Complete the following
**a)** In the report on Monday's stock market losses, at what level did the S&P 500 close?
**b)** Continue the report on Monday's stock market losses after its final sentence.
====== Passage for review
U.S. stocks were crushed Monday, reaching a 13-month low, as markets continued to absorb a blow from the Federal Reserve’s decision to hike interest rates by a half-percentage point last week in a bid to tame accelerating inflation.

The leading stock indices all showed losses across the board and reached session lows near the end of the trading day.

The Dow Jones Industrial Average lost 653.67 (2%) as the others hit 2022 lows.

The S&P 500 fell 132.10 (3.2%) and closed at 3,991.24. The index has posted its worst three days since March 2020.

The Nasdaq Composite lost 521.41 (4.3%).

Last Wednesday, the Fed announced it would raise interest rates by a half-percentage point in the largest rate hike in 22 years. After making the decision, Fed Chairman Jerome Powell said the central bank was determined to act with the tools available to it for bringing down inflation faster.

Markets as well as the Fed have been wary about how these efforts could push the economy into a recession. In the weeks leading up to the rate hike, analysts forecast that the likelihood was high that the Fed would launch a larger rate increase, but they warned that it could move the economy closer to a recession within the year.
============
====== Supplied data
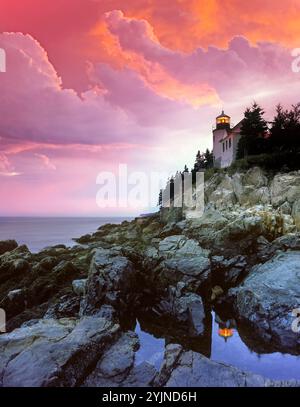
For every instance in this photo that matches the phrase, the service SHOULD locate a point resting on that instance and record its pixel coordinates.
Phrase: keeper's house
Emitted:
(225, 141)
============
Written responses
**a)** 3,991.24

**b)**
Powell acknowledged that the road ahead was filled with recessionary risks and that there were variables beyond the Fed's ability to control.

“It’s not going to be easy. And it may well depend, of course, on events that are not under our control," said Powell at a press conference last Wednesday.

For the last two years, the battle with COVID-19 has dominated the financial landscape as the single largest threat to profits. But now markets are being hammered by supply chain disruptions from the war in Ukraine and factory shutdowns in China as the economy grapples with containing new COVID outbreaks.

Neel Kashkari, president of the Minneapolis Federal Reserve, pointed to the imbalances in supply and demand caused by the pandemic, the war and supply chain problems from each as the primary factors holding down the U.S. economy.

“I’m confident we are going to get inflation back down to our 2% target,” Kashkari told CNBC on Monday, referring to the Fed's inflation benchmark. "But I am not yet confident on how much of that burden we’re going to have to carry vs. getting help from the supply side.”